** begin Dataset records **

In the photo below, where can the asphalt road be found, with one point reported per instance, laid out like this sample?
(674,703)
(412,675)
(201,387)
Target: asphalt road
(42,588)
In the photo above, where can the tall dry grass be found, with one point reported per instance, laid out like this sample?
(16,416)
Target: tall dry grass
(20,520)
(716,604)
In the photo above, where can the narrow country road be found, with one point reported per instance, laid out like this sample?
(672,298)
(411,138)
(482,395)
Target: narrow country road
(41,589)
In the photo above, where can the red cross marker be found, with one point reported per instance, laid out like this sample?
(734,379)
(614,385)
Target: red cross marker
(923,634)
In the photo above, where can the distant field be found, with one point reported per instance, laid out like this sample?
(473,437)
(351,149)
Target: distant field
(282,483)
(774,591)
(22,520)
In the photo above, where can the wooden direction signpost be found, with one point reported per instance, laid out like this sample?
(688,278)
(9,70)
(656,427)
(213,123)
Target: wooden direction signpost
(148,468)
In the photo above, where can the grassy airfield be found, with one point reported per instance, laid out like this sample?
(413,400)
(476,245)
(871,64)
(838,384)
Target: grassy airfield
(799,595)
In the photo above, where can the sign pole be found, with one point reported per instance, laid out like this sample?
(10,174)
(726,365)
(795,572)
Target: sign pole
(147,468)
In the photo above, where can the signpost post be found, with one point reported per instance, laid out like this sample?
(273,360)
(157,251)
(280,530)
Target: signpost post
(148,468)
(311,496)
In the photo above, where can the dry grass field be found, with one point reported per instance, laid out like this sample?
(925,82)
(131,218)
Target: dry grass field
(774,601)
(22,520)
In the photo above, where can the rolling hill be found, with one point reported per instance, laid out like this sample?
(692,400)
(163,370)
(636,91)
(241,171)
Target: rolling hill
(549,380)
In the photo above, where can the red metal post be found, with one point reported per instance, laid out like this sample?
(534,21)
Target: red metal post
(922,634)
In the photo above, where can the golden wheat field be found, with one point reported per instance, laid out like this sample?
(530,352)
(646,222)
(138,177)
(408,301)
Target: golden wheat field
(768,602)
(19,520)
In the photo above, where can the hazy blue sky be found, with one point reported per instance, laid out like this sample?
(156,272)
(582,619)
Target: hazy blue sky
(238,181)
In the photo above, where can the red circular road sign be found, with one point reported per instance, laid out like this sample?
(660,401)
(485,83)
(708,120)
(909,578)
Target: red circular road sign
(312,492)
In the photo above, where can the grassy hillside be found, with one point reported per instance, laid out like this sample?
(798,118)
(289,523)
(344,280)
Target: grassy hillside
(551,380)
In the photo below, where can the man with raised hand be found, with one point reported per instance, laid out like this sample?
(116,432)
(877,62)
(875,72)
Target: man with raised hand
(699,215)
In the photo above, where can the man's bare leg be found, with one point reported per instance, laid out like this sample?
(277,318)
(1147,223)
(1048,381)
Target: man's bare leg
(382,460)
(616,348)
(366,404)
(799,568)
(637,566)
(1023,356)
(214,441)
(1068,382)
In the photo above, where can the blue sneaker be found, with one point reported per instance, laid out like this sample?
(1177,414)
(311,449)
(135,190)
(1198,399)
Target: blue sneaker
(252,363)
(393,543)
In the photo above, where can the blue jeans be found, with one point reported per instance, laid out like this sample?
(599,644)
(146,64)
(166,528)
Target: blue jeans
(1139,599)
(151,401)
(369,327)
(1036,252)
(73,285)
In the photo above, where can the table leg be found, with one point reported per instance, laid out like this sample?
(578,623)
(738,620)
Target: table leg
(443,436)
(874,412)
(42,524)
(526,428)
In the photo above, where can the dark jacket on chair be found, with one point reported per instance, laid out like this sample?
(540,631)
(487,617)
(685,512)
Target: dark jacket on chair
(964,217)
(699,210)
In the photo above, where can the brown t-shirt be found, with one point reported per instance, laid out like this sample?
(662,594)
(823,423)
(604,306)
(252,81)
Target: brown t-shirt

** end Dataset records **
** begin Dataset records **

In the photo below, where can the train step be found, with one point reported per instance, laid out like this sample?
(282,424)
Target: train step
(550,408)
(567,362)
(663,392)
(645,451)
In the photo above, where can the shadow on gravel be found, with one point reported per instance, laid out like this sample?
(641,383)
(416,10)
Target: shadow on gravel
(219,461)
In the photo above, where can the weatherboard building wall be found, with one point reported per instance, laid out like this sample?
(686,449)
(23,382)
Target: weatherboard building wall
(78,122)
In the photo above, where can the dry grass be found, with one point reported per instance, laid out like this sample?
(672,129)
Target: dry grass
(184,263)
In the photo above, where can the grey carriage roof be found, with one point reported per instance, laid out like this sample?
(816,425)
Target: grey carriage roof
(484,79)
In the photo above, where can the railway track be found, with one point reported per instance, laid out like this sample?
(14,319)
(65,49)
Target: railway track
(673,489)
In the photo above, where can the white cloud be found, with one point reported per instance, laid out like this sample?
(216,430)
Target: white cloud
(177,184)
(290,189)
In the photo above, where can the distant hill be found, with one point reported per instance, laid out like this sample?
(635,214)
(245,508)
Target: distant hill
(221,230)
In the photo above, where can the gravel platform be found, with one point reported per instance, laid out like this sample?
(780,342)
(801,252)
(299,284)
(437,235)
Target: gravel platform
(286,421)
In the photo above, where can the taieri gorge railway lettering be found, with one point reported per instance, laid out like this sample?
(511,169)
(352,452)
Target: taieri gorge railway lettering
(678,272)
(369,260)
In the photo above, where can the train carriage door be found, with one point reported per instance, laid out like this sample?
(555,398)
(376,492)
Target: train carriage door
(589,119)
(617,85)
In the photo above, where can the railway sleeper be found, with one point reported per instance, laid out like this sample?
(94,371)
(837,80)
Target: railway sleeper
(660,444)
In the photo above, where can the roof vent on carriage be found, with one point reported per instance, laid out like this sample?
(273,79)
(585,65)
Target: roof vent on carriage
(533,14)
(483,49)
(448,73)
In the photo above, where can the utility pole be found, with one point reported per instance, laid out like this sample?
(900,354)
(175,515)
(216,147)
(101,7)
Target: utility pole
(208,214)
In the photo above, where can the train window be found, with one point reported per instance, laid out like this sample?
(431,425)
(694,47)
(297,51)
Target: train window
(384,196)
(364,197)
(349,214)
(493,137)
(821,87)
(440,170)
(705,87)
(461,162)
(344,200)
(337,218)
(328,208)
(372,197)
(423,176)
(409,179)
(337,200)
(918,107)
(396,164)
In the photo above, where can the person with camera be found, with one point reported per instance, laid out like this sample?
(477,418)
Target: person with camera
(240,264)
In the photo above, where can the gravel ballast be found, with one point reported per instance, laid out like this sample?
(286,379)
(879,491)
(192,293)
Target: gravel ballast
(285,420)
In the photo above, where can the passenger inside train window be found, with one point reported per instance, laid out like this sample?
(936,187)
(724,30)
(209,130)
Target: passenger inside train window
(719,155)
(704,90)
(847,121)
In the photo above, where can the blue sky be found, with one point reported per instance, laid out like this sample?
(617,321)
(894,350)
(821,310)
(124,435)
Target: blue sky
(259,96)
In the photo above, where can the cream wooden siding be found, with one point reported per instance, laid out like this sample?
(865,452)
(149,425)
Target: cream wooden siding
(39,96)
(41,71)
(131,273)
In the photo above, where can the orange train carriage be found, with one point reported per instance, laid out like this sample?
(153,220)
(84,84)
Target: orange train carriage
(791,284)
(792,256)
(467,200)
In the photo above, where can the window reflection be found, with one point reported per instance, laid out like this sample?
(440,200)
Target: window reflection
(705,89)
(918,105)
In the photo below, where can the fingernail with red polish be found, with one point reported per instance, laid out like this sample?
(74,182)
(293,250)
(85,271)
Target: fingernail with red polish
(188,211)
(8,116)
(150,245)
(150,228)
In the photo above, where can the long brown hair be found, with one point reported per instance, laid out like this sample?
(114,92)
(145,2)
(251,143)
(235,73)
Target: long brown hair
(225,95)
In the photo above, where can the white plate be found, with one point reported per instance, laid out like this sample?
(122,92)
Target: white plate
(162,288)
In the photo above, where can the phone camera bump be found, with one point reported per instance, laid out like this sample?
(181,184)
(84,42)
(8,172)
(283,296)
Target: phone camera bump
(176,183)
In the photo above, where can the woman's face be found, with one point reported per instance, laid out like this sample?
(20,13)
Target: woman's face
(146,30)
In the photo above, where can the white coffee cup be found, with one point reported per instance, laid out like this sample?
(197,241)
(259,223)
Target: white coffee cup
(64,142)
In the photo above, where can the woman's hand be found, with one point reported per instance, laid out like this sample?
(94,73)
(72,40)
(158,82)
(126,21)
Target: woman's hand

** end Dataset records **
** begin Dataset records **

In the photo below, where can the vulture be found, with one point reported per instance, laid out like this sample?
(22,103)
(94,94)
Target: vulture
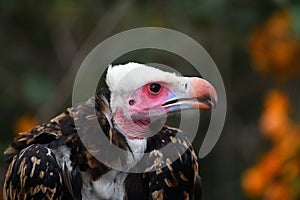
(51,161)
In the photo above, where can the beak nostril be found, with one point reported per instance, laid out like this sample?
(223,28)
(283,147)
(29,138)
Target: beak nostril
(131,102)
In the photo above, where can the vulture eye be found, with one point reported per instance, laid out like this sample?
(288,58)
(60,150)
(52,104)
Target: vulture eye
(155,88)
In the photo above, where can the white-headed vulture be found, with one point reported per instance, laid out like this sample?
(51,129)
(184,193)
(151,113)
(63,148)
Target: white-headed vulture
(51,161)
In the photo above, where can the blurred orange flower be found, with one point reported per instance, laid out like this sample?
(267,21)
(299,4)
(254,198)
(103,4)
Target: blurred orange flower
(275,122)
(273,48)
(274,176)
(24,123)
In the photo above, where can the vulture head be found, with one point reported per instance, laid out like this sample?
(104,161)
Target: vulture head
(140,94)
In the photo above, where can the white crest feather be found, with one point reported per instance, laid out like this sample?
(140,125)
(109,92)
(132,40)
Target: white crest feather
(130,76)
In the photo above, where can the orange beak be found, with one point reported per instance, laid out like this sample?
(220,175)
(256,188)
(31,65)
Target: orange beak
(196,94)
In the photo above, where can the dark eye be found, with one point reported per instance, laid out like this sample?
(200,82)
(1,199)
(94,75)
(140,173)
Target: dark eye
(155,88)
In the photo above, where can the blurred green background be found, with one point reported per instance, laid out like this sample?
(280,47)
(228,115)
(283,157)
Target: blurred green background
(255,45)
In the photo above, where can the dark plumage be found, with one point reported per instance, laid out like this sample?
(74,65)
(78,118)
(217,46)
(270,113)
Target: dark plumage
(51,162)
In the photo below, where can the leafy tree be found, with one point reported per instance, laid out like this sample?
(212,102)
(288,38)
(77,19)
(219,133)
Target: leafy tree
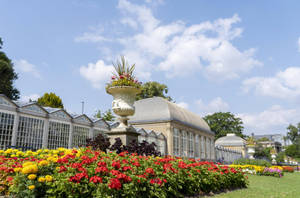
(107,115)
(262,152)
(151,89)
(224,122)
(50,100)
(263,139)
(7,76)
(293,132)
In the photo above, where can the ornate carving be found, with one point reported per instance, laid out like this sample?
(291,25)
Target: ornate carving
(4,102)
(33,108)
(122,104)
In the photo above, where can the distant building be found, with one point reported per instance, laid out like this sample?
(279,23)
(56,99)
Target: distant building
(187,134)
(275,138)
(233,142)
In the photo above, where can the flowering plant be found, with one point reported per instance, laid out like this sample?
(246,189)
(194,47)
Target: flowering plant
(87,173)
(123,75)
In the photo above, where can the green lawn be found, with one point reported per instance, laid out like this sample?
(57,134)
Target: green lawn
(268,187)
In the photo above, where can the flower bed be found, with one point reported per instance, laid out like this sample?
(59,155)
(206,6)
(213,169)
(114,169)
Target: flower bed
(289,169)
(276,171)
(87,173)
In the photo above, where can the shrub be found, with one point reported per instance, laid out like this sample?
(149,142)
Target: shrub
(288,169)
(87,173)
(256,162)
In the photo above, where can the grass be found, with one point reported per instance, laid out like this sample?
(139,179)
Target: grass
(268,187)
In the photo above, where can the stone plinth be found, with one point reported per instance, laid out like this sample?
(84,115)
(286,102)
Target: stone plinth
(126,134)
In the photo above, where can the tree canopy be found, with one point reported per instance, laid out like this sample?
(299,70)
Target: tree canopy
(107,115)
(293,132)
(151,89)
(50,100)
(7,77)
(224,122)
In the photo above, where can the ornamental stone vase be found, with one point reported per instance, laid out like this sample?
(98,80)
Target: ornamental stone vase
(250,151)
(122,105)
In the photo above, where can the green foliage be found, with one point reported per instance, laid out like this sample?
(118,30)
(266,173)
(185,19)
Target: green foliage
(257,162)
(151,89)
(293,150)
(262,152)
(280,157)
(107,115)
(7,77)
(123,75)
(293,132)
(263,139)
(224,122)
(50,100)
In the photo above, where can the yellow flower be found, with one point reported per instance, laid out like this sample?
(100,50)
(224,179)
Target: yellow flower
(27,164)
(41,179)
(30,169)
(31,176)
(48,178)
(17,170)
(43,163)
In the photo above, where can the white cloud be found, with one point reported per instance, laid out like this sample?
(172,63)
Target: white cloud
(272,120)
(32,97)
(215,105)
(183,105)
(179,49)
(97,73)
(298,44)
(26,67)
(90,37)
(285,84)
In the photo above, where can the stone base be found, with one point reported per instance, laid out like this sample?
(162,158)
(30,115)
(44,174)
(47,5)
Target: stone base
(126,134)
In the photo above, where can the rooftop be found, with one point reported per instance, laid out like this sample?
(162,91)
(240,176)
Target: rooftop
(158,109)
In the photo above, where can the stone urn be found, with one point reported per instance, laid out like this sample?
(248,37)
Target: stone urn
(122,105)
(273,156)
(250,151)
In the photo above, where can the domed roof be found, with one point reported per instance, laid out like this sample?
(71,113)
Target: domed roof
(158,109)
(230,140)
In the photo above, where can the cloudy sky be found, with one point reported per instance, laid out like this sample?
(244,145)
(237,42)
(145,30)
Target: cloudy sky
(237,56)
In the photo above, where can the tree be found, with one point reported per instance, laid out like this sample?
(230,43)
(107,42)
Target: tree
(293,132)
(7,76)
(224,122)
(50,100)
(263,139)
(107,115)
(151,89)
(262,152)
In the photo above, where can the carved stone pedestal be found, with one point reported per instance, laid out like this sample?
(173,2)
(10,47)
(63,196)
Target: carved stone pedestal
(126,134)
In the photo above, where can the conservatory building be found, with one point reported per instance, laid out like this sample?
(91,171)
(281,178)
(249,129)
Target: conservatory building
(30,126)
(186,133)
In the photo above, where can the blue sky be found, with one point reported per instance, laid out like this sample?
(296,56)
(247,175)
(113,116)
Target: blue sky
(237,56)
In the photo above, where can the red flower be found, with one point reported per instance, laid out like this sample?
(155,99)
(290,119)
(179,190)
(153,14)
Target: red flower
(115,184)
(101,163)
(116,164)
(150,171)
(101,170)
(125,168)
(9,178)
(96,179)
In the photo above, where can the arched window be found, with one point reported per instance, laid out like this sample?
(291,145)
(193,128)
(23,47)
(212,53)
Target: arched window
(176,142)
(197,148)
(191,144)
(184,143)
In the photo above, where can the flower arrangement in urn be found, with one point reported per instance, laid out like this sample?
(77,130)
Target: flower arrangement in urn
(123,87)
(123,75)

** end Dataset records **

The problem – Identify every line of the listing that contains the word "signpost" and copy each one in full.

Final result –
In the photo above, where can the wooden direction signpost be found, with one point reported per instance, laid out like this sample?
Target: wooden direction signpost
In the photo above, where can the signpost post be found, with one point reported per instance, laid out like this sample?
Target: signpost post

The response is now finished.